▶ **Direction**:
Find every line in the data below that contains the word "skin", and copy each of those lines unchanged.

▶ **Data shown**:
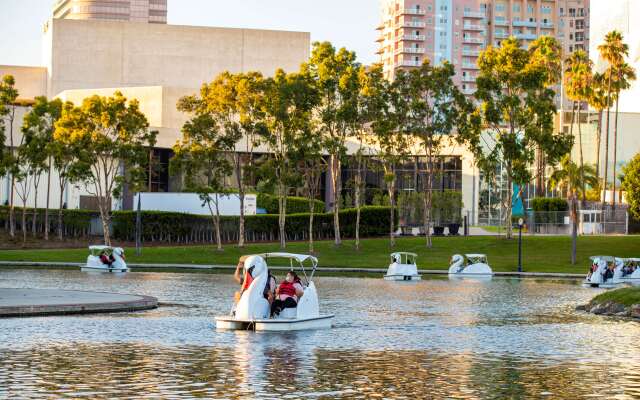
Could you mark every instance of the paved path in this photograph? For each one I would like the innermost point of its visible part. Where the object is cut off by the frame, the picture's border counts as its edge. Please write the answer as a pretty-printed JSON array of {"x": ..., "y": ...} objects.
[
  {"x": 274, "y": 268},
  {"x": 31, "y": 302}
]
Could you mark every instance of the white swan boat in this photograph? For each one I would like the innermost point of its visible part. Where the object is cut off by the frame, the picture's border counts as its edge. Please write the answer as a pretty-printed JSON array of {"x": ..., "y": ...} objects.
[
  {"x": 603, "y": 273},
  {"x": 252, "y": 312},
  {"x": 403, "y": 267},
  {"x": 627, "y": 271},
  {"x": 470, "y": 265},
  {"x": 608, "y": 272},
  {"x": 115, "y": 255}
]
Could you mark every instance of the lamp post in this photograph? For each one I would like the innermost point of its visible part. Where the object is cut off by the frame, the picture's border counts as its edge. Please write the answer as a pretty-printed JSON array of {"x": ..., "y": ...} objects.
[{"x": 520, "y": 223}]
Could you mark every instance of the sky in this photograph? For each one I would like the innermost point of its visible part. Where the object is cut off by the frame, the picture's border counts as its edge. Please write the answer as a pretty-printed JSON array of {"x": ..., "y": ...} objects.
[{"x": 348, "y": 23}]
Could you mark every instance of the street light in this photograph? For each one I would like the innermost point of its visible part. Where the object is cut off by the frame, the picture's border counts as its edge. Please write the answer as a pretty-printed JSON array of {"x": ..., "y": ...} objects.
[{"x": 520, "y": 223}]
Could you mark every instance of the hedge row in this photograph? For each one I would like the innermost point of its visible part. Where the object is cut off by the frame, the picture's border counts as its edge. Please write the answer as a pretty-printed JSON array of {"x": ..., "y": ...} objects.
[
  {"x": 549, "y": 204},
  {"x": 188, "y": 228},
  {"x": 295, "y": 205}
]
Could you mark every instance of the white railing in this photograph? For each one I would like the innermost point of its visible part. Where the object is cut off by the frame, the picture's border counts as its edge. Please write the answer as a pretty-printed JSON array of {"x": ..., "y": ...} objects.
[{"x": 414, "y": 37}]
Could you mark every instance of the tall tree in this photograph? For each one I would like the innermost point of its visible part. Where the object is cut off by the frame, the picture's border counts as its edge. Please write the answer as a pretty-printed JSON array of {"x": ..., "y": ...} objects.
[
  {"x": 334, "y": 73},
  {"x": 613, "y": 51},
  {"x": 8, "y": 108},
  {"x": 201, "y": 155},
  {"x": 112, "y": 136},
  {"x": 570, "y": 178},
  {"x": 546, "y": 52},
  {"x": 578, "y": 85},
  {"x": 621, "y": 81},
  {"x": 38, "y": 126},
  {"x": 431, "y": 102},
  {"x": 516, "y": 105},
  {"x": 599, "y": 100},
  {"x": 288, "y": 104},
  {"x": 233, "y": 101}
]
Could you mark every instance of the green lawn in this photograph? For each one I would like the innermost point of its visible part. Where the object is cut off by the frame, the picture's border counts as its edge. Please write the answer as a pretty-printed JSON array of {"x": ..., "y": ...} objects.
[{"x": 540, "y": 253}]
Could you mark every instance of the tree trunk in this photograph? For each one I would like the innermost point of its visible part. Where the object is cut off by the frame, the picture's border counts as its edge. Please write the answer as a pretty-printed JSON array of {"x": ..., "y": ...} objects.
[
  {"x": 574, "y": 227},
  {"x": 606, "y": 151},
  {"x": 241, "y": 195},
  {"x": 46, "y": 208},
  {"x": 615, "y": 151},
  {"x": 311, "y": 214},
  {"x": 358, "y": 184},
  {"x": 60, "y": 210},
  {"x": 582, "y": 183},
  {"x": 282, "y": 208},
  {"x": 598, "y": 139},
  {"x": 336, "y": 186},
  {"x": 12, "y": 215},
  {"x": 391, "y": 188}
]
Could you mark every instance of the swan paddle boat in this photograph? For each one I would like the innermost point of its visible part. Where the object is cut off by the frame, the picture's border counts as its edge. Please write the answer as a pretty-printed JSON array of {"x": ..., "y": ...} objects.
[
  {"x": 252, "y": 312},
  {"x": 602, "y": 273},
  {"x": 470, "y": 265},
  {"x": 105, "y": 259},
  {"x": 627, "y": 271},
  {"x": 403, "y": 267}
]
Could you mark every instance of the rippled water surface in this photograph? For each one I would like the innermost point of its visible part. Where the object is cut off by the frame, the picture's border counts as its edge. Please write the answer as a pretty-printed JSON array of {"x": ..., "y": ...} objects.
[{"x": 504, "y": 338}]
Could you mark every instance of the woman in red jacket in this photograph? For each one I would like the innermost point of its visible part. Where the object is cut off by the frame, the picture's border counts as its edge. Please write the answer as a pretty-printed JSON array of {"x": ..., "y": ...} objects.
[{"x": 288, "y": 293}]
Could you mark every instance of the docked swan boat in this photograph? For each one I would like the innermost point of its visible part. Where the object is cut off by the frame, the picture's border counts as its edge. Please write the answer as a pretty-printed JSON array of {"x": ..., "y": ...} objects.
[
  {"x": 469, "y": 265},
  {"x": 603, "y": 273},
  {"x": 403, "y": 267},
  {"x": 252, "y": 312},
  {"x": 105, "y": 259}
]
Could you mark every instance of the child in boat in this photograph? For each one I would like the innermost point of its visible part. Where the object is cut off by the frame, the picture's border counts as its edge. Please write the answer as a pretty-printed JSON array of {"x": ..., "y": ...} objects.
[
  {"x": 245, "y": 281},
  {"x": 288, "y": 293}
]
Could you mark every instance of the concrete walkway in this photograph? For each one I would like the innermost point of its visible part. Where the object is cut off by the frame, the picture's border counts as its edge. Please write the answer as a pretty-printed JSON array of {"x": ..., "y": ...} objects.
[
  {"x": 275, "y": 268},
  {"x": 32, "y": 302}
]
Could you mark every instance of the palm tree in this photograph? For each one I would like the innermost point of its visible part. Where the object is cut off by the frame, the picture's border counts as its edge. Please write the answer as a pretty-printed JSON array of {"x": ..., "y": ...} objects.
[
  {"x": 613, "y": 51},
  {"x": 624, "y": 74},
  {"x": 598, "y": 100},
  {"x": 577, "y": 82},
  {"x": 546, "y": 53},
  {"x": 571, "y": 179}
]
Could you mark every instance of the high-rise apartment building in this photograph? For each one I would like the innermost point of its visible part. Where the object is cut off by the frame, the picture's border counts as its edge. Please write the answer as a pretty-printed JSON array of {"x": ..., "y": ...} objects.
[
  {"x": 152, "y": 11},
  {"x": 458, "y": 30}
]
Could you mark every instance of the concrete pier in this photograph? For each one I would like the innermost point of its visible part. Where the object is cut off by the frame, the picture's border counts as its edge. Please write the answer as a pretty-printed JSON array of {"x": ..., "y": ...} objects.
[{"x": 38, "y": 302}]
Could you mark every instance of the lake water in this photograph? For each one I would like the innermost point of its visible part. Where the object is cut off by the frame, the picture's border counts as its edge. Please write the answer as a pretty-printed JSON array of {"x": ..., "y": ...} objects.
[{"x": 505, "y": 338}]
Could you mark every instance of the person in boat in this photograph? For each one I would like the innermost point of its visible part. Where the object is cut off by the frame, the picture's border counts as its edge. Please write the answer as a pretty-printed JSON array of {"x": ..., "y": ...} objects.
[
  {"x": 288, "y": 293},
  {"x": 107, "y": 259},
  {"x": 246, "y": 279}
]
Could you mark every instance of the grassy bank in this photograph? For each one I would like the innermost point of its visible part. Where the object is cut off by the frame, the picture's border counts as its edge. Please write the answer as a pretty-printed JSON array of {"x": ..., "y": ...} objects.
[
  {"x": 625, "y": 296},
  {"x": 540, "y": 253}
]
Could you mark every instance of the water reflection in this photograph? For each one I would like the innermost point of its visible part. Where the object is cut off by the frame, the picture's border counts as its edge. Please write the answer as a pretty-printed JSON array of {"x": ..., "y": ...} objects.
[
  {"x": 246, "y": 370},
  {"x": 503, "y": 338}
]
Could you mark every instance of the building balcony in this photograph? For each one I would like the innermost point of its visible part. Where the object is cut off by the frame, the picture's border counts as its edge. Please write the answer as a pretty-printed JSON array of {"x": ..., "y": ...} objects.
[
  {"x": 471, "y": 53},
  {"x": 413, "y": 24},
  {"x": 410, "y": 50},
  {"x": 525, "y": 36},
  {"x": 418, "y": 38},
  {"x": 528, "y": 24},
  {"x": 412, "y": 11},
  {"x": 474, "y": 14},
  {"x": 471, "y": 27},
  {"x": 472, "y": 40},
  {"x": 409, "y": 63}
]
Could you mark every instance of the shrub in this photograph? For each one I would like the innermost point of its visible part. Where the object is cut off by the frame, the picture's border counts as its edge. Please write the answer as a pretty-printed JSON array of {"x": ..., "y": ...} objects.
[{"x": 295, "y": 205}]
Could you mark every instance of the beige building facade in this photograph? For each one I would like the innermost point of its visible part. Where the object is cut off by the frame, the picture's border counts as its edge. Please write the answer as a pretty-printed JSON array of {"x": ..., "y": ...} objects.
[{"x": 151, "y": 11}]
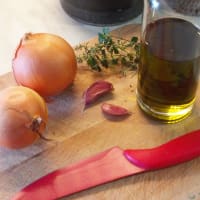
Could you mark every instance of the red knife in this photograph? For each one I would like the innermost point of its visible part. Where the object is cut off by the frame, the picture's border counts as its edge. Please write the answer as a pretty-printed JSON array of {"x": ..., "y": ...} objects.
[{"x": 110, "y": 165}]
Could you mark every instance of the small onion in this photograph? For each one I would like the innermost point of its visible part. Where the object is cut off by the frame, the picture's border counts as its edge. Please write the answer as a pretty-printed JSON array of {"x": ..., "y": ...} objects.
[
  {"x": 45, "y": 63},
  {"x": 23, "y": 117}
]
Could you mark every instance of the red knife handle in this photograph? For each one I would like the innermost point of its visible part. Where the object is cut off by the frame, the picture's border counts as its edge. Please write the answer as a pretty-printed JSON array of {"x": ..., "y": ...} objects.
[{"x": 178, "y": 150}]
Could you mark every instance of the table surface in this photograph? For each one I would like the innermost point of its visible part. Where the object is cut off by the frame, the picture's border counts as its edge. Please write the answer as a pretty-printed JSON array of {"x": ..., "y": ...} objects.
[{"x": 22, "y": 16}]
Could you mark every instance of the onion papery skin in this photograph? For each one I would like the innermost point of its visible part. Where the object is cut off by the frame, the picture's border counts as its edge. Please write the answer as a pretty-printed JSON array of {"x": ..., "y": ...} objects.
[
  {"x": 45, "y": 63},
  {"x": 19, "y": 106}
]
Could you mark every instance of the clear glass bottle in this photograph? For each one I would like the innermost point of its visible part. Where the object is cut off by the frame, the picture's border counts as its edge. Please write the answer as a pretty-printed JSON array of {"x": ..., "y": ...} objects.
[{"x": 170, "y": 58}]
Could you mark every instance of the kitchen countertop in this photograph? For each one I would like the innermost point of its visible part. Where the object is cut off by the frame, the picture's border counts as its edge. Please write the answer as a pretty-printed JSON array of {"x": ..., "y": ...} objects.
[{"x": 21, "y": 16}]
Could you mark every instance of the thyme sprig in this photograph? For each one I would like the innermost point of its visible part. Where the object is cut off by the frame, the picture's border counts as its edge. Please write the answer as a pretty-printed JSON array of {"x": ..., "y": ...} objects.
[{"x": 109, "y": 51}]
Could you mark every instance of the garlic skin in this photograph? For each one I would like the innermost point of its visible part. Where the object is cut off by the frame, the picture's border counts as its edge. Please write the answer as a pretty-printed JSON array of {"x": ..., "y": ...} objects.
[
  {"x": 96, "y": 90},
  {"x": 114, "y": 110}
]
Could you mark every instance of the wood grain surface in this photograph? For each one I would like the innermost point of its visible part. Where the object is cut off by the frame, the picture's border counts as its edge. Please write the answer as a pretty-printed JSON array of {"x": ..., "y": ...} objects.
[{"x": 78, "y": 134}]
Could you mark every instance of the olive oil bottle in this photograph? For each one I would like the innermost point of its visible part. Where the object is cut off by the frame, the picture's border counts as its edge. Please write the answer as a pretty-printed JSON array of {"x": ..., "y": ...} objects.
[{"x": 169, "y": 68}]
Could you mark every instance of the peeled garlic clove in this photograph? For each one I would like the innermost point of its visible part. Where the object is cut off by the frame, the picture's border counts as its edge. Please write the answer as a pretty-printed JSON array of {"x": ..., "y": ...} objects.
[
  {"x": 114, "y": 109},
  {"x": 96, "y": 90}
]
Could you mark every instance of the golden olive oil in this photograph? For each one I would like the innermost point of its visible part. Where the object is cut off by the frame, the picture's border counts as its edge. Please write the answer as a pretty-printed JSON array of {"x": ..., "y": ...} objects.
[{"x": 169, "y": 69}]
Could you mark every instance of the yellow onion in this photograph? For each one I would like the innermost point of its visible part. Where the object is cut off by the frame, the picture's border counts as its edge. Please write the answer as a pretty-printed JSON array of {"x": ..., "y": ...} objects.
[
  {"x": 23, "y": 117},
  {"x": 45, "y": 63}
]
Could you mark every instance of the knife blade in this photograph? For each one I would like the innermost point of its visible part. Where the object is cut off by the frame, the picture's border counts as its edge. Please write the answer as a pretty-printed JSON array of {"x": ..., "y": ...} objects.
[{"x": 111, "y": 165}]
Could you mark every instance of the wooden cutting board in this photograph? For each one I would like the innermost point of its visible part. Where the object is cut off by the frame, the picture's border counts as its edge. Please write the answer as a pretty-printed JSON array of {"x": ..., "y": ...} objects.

▶ **Task response**:
Could you mark every instance of the onion papery skin in this photograph? For each one I would like the innermost point of its visible part. Where the object is cut off by the frame, the picture's border counts as its edge. Please write the answer as a pretty-printed JSON array of {"x": ..., "y": ...} objects.
Could you mark every instance of the garlic skin in this photograph? For each one I would like the innermost point of its visible part. Where the object is cut off by the frame, the picture's border counts as its edge. Please write the answer as a pretty-printed JSON array of {"x": ..., "y": ...} objects.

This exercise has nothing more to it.